* EXCERPT TO READ
------------------------------------------------

The Ethics and Compliance function is gaining traction within corporations. Companies must determine how to best facilitate performance within this function. A debate continues among business professionals, scholars, and regulators over the optimal structures and best methods for reporting Ethics and Compliance issues. One key sticking point is whether certain high-level management functions should be unified in a single position or divided among several positions. This issue has resulted in siloed and ineffective approaches to Ethics and Compliance. In order to improve Ethics and Compliance functions, corporations must go beyond their focus on reporting structures. Corporations should broaden their perspective and consider informational processes that foster clearer communication, facilitate information flow, and integrate the senior managers Ethics and Compliance efforts across their organizations. By adopting a process-oriented focus, corporations will gain insight into how the Ethics and Compliance function can better protect them from Federal Corrupt Practices Act violations, regardless of the reporting structures they adopt. This Article seeks to examine the relationship between structure, process, and compliance failures in the Federal Corrupt Practices Act Context. First it offers contrasting case studies from ADM, Wal-Mart, and Halliburton to highlight the comparative importance of effective informational gathering and decision-making processes over structural reporting lines. Second, this Article puts the comparison in the context of the structural debate over Ethics and Compliance reporting which helps to illuminate the justifications each company may have had for their reporting structure. Third, this Article discusses the role that a process-oriented approach should play for effective Ethics and Compliance. Finally, it applies the first step of the process-oriented approach to the three companies and analyzes how process is essential for accomplishing successful Ethics and Compliance.

------------------------------------------------

* DATA LINES
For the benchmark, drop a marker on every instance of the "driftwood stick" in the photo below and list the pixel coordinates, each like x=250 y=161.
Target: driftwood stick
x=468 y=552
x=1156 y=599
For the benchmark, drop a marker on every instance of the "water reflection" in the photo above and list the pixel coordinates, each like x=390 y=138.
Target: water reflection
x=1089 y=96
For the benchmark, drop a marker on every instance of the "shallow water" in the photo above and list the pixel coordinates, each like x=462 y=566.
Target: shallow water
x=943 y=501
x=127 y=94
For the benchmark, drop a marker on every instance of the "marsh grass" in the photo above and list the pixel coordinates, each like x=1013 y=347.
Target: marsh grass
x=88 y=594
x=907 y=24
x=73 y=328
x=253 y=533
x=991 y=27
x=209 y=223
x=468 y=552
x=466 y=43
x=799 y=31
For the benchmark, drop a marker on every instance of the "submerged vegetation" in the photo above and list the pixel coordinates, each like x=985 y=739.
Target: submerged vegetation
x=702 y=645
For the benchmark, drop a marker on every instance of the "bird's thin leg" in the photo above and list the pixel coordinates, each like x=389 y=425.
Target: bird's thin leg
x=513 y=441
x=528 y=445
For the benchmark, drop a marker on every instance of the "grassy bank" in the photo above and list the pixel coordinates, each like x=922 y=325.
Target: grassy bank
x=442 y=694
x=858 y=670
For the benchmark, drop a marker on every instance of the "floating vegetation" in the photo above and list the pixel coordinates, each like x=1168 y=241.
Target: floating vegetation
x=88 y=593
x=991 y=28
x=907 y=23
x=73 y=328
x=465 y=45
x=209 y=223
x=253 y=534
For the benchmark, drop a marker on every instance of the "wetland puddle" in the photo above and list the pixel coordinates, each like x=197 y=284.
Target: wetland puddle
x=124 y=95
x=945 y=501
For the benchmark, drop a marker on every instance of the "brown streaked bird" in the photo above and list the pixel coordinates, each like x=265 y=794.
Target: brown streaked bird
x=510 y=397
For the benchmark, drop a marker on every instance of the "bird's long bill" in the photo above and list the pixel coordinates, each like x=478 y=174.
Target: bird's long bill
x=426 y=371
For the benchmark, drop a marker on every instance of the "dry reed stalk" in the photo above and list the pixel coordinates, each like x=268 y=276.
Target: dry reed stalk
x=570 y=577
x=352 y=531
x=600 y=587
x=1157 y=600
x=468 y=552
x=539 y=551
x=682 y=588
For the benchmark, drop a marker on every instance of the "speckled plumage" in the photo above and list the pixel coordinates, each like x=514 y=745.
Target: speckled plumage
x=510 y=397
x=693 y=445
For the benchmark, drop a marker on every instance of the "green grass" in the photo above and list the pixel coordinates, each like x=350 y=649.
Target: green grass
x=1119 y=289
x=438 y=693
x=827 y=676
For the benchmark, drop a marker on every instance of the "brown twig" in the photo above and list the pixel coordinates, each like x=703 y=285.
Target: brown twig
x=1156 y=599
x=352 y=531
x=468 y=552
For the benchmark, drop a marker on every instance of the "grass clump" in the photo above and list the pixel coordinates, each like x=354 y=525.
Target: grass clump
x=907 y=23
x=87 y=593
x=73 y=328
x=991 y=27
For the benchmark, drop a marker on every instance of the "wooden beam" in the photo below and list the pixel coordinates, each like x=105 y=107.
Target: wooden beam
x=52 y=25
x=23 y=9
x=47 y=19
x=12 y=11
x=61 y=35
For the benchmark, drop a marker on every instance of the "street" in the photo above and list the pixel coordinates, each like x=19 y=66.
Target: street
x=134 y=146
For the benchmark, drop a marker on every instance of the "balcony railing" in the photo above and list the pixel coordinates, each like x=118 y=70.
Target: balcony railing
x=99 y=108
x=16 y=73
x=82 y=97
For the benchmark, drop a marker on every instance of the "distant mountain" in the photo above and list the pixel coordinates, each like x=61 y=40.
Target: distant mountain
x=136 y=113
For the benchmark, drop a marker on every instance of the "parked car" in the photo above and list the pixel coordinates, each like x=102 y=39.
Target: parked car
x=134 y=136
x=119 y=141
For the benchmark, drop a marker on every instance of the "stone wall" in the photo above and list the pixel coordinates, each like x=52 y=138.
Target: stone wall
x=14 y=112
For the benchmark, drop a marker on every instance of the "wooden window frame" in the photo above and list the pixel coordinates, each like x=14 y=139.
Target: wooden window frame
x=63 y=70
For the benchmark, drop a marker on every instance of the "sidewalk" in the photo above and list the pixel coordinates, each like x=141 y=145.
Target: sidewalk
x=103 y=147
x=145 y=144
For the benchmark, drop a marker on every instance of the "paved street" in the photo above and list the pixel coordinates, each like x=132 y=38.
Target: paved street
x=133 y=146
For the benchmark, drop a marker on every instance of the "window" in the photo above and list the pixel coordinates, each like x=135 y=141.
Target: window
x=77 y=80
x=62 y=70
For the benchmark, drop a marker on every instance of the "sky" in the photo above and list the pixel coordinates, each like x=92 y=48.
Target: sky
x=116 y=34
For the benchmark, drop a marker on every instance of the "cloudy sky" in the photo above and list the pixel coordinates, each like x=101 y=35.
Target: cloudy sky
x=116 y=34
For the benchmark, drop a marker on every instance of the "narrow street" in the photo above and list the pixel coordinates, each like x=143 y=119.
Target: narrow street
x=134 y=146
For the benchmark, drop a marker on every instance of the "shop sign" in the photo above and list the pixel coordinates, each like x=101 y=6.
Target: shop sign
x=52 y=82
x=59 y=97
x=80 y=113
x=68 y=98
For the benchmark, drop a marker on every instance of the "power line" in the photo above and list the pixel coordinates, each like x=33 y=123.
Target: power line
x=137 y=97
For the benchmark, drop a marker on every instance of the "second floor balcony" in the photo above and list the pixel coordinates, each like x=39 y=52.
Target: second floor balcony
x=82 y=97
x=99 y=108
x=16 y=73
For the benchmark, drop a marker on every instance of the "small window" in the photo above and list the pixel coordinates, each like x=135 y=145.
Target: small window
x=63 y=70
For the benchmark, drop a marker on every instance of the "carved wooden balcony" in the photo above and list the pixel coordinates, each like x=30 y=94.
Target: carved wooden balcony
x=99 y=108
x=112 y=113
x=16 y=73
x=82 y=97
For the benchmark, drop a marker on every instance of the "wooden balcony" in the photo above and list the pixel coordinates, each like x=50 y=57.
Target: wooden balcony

------------------------------------------------

* TASKS FOR THIS EXERCISE
1. Which three companies does the Ethics and Compliance article use for its contrasting case studies?
2. Reproduce the records from their start through the line containing "x=1089 y=96", substituting "evaluation" for "benchmark" and leaving everything else unchanged.

* THE RESPONSES
1. ADM, Wal-Mart, and Halliburton.

2.
For the evaluation, drop a marker on every instance of the "driftwood stick" in the photo below and list the pixel coordinates, each like x=250 y=161.
Target: driftwood stick
x=468 y=552
x=1156 y=599
For the evaluation, drop a marker on every instance of the "water reflection" in the photo above and list the pixel coordinates, each like x=390 y=138.
Target: water reflection
x=1089 y=96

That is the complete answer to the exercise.